# [What this task involves]
In this exercise, restate the listing word for word.

# [Data for processing]
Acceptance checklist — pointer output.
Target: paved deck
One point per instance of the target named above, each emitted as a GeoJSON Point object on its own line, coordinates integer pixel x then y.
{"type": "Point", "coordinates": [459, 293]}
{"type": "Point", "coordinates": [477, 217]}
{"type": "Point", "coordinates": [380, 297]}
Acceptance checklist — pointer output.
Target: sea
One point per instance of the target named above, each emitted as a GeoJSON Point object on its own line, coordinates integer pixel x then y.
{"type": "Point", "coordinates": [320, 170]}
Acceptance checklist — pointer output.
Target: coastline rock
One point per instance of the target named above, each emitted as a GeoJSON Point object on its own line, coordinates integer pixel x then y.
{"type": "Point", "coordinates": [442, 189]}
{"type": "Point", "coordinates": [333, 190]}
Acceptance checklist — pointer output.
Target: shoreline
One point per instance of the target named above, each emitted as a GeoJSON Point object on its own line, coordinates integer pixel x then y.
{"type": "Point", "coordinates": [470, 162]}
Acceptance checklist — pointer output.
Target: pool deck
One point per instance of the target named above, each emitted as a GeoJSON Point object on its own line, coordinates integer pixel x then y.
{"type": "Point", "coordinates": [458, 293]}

# [Solution to this task]
Acceptance checklist — pointer output.
Target: paved deck
One point per instance of the target named above, each emitted as a GeoJSON Point object on its own line, coordinates integer pixel x then y.
{"type": "Point", "coordinates": [459, 293]}
{"type": "Point", "coordinates": [477, 217]}
{"type": "Point", "coordinates": [380, 297]}
Acceptance checklist — pointer output.
Target: sea
One point per instance of the target named above, each emitted as a GeoJSON Point object on its own line, coordinates integer pixel x then y.
{"type": "Point", "coordinates": [320, 170]}
Acceptance checklist — pointer output.
Target: coastline rock
One point per instance of the target named above, each emitted as a GeoJSON Point object on its own line, coordinates integer pixel x then y.
{"type": "Point", "coordinates": [442, 189]}
{"type": "Point", "coordinates": [333, 190]}
Acceptance checklist — pointer output.
Target: shoreline
One point per instance of the target named above, each emitted as a GeoJSON Point object on its own line, coordinates integer pixel x then y.
{"type": "Point", "coordinates": [470, 162]}
Acceptance checklist — pointer output.
Target: pool deck
One point per instance of the target named above, each emitted as a GeoJSON Point object on its own line, coordinates integer pixel x then y.
{"type": "Point", "coordinates": [458, 293]}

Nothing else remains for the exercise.